To do: Please rewrite each line of the rows below as a Markdown table with two columns, "Nr" for the line number and "Line" for the text, and skip any blank lines.

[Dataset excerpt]
* start *

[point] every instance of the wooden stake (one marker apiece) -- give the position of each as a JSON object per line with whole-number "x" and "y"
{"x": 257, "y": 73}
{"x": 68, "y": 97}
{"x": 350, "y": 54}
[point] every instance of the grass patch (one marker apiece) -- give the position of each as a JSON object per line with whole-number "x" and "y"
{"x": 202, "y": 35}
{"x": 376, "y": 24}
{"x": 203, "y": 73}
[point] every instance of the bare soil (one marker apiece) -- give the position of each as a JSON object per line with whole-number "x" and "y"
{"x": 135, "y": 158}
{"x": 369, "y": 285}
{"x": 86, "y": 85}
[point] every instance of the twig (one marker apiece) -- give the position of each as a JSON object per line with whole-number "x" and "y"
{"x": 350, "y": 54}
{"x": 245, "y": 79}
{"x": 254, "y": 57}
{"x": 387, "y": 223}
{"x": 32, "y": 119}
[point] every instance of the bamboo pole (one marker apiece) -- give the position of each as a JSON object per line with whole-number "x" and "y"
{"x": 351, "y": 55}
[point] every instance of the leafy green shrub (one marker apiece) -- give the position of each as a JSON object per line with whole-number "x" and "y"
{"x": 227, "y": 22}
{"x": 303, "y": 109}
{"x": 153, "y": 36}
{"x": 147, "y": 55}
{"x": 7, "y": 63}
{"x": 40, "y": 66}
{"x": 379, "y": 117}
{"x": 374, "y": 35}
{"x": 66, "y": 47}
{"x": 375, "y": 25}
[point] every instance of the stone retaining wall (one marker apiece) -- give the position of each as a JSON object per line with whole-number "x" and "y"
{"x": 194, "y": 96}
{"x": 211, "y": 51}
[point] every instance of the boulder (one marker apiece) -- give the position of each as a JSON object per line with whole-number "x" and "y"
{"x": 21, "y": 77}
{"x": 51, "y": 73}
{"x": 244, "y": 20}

* end *

Correct answer:
| Nr | Line |
|---|---|
| 1 | [point] every instance of the wooden stake (one marker apiece) -- give the position of each as a JSON object per line with whole-number "x" and "y" |
| 2 | {"x": 257, "y": 73} |
| 3 | {"x": 68, "y": 97} |
| 4 | {"x": 350, "y": 54} |
| 5 | [point] every instance of the grass patch (one marker apiece) -- give the position of each as a JSON object per line with whole-number "x" and "y" |
| 6 | {"x": 202, "y": 35} |
| 7 | {"x": 376, "y": 24} |
| 8 | {"x": 203, "y": 73} |
| 9 | [point] every instance of the bare soil (one marker apiece) -- give the position of each as a JSON object per line with whole-number "x" and "y" |
| 10 | {"x": 135, "y": 158} |
| 11 | {"x": 369, "y": 285} |
| 12 | {"x": 86, "y": 85} |
| 13 | [point] every instance of the twig (one marker apiece) -- give the position of each as a JSON object per line with whole-number "x" and "y" |
| 14 | {"x": 350, "y": 54} |
| 15 | {"x": 245, "y": 79} |
| 16 | {"x": 254, "y": 57} |
| 17 | {"x": 387, "y": 223} |
| 18 | {"x": 32, "y": 119} |
| 19 | [point] every instance of the bamboo pole (one marker apiece) -- give the position of each as a JSON object per line with whole-number "x" and "y" |
| 20 | {"x": 351, "y": 55} |
| 21 | [point] every instance of the leafy green shrub (one marker apiece) -- give the position of each as a JSON object per line with whole-number "x" and "y" |
| 22 | {"x": 227, "y": 22} |
| 23 | {"x": 303, "y": 109} |
| 24 | {"x": 153, "y": 36} |
| 25 | {"x": 147, "y": 55} |
| 26 | {"x": 7, "y": 63} |
| 27 | {"x": 40, "y": 66} |
| 28 | {"x": 379, "y": 117} |
| 29 | {"x": 374, "y": 35} |
| 30 | {"x": 66, "y": 47} |
| 31 | {"x": 375, "y": 25} |
| 32 | [point] every instance of the stone retaining wall (one marker apiece) -- give the position of each as a JSON object per line with whole-number "x" and "y" |
| 33 | {"x": 194, "y": 96} |
| 34 | {"x": 211, "y": 51} |
| 35 | [point] every instance of the boulder (one marker apiece) -- give the position of each as a JSON object per line with whole-number "x" and "y" |
| 36 | {"x": 21, "y": 77} |
| 37 | {"x": 51, "y": 73} |
| 38 | {"x": 244, "y": 20} |